*Written task 1*
Recast the part of the stored dataset items that opens with the line containing "black turtleneck sweater." and closes with the line containing "(1077, 498)" as a JSON list of strings, one string per line and no blank lines. Include both of those lines.

+++ Passage to read +++

[PATCH] D137379: [-Wunsafe-buffer-usage] Add warnings for unsafe buffer accesses by array subscript operations

Mon Nov 28 13:46:01 PST 2022

NoQ added inline comments.

================
Comment at: clang/lib/Analysis/UnsafeBufferUsage.cpp:168-169
+  static Matcher matcher() {
+    // FIXME: What if the index is integer literal 0? Should this be
+    // a safe gadget in this case?
+    return stmt(
----------------
aaron.ballman wrote:
> xazax.hun wrote:
> > As per some of the discussions, in the future the compiler might be able to recognize certain safe patterns, e.g., when there is a simple for loop with known bounds, or when both the index and the array size is statically known.
> > 
> > I think here we need to make a very important design decision: Do we want the gadgets to have the right "safety" category when it is created (e.g., we have to be able to decide if a gadget is safe or not using matchers), or do we want some mechanisms to be able to promote an unsafe gadget to be a safe one? (E.g., do we want to be able to prove some unsafe gadgets safe using dataflow analysis in a later pass?)

+++

*Written task 2*
Name every username that appears in the patch review thread.

+++ Entries +++

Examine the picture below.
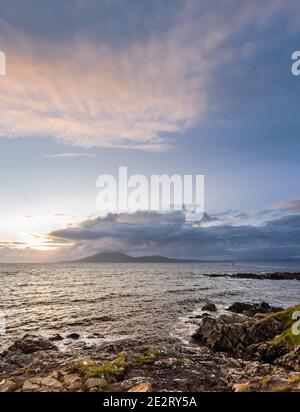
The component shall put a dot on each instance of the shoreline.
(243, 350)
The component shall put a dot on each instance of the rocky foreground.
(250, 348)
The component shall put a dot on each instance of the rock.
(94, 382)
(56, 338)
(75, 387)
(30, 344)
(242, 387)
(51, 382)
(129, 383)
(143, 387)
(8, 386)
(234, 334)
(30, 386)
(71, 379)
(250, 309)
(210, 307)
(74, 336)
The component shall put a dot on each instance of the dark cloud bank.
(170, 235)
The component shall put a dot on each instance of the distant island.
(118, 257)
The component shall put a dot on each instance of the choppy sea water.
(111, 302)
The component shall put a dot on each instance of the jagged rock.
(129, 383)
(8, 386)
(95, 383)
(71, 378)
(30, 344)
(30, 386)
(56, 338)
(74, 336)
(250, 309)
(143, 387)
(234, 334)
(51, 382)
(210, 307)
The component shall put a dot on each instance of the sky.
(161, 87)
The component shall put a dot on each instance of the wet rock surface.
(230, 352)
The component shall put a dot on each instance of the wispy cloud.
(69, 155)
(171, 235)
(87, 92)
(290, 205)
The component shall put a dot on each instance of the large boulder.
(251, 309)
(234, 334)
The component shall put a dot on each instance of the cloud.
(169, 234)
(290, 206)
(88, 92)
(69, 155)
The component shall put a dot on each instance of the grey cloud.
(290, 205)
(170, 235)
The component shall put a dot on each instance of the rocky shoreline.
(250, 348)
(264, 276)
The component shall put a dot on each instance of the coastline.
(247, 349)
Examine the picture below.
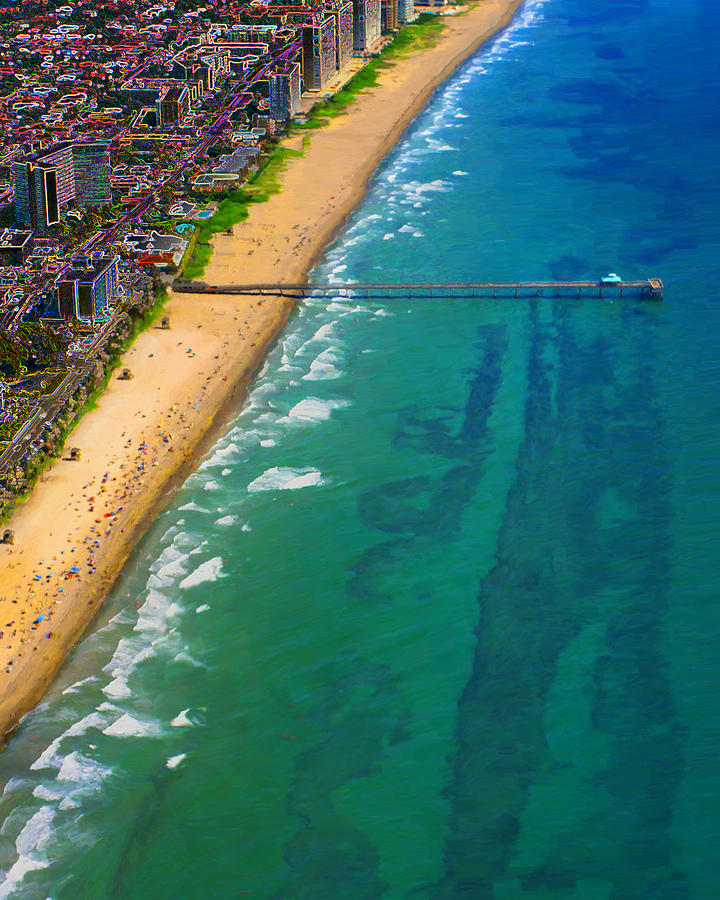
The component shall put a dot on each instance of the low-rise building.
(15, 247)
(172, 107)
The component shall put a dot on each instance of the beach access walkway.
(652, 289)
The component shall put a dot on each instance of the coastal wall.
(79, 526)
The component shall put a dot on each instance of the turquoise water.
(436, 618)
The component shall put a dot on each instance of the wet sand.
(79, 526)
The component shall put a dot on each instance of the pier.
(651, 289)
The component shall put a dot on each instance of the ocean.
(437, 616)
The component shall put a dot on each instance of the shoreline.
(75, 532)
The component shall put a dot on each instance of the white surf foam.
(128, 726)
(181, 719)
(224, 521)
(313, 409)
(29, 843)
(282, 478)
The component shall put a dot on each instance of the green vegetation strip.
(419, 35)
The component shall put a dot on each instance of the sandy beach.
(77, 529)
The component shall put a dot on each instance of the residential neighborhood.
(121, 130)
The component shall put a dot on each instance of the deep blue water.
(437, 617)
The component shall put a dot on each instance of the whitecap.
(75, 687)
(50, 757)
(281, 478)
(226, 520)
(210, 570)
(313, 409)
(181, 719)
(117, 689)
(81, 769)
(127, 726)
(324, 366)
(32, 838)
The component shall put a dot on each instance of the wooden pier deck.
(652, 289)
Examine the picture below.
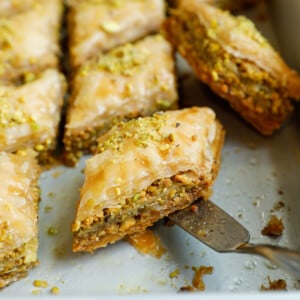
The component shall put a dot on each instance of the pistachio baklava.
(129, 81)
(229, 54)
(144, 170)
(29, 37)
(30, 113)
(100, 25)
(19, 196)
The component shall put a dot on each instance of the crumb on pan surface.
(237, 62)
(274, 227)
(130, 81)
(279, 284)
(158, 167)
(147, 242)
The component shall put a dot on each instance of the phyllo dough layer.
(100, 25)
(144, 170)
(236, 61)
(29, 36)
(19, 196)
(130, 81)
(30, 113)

+++
+++ Entries +++

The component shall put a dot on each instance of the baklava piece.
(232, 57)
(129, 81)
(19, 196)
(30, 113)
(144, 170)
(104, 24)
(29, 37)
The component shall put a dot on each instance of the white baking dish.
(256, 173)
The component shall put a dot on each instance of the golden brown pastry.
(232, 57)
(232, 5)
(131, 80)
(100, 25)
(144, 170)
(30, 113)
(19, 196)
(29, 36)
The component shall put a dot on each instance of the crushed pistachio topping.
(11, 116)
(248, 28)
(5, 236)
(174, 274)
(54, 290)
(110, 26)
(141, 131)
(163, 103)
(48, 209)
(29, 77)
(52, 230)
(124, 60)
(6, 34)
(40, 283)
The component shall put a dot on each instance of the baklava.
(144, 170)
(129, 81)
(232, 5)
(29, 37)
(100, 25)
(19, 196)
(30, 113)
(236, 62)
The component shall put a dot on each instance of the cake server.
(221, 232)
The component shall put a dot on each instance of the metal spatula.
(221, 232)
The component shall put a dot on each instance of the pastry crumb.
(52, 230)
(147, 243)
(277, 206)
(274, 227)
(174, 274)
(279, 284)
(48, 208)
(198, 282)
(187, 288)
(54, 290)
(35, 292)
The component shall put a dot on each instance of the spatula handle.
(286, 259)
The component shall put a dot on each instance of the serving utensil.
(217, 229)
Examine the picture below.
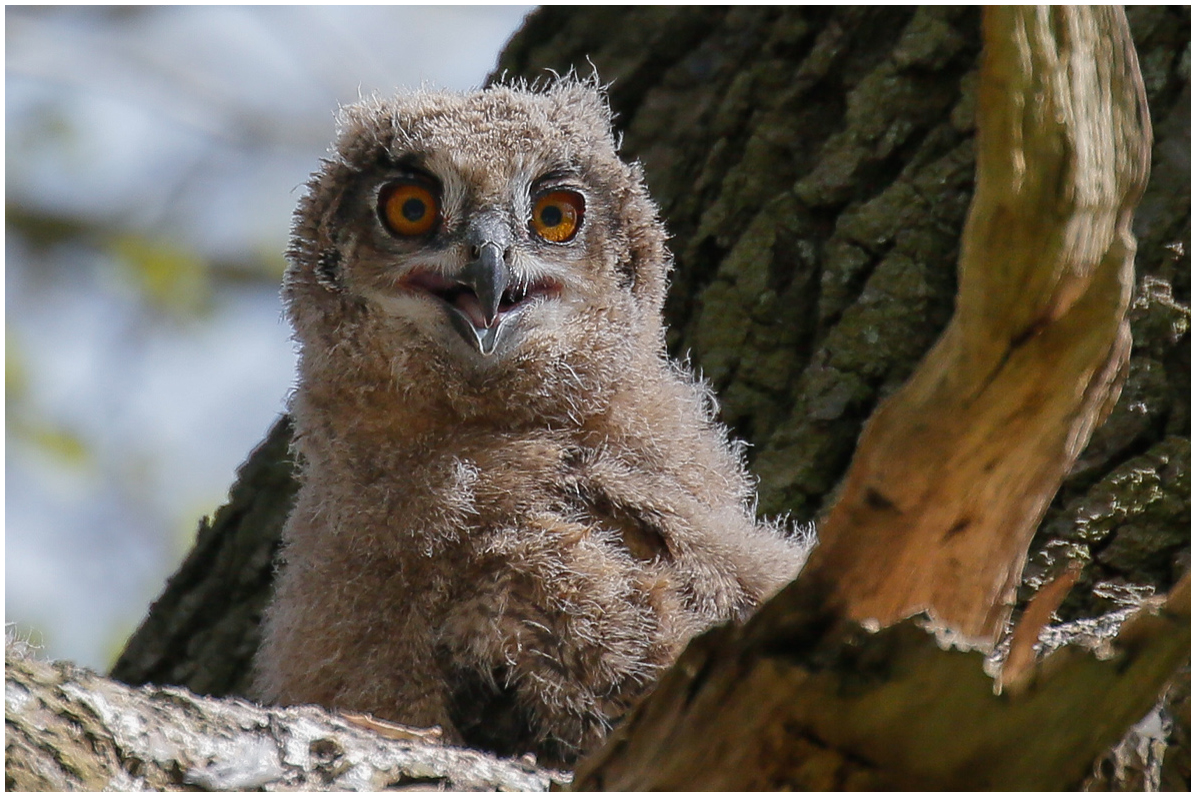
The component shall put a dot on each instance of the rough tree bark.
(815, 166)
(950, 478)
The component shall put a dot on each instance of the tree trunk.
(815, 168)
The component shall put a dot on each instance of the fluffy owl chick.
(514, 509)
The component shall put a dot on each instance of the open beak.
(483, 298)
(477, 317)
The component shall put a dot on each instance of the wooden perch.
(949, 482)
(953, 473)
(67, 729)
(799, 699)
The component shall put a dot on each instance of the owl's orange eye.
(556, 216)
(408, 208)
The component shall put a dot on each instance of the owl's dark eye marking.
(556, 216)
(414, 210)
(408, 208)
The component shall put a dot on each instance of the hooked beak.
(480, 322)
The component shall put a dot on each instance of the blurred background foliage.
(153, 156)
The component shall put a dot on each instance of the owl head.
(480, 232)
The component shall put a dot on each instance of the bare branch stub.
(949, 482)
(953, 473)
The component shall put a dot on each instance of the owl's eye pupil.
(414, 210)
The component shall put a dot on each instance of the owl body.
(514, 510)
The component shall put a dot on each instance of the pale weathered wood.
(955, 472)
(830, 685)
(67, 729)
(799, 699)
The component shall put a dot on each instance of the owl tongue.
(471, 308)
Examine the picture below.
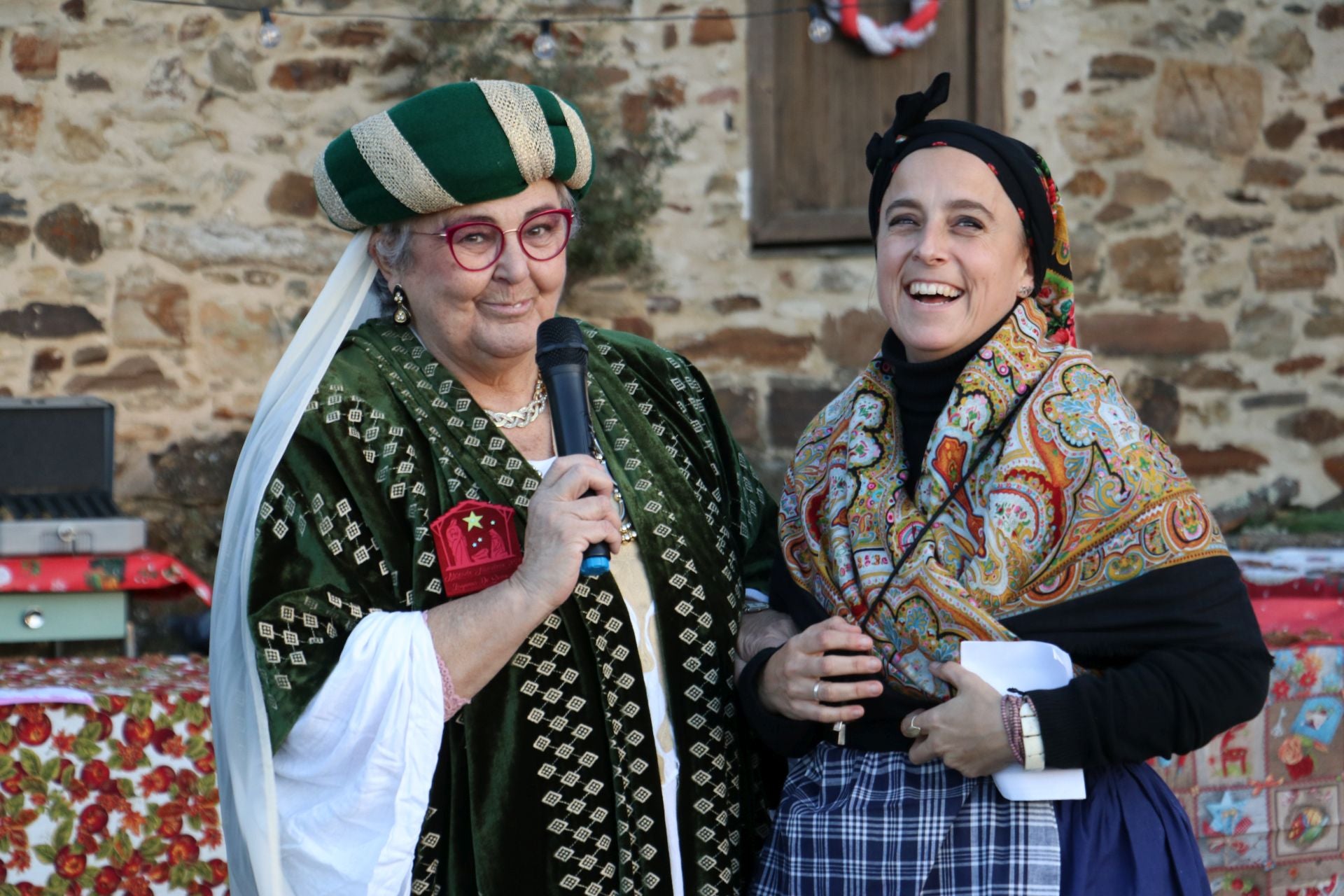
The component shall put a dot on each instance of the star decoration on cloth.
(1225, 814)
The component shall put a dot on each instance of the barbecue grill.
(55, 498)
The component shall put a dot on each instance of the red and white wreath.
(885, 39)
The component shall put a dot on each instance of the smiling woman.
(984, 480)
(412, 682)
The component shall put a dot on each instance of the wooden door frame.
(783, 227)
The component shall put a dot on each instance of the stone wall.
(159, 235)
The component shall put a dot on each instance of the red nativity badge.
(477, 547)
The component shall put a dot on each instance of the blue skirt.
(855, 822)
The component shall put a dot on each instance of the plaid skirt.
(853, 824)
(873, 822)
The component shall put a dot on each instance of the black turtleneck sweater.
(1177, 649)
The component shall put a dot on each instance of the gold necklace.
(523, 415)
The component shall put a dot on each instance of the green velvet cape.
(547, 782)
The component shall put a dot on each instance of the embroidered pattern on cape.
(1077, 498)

+++

*Reply 1*
[
  "The component shall put a dot on each instance of the black turtleneck sweater.",
  "(1177, 649)",
  "The component shall put a dot on each instance of the gold necklace.",
  "(523, 415)",
  "The component shall put a dot on each instance of the green velvet cape.",
  "(547, 782)",
  "The component shall put a dot on each instance of the embroidered pattern on cape.",
  "(1077, 498)"
]

*Reply 2*
NoQ, aaron.ballman, xazax.hun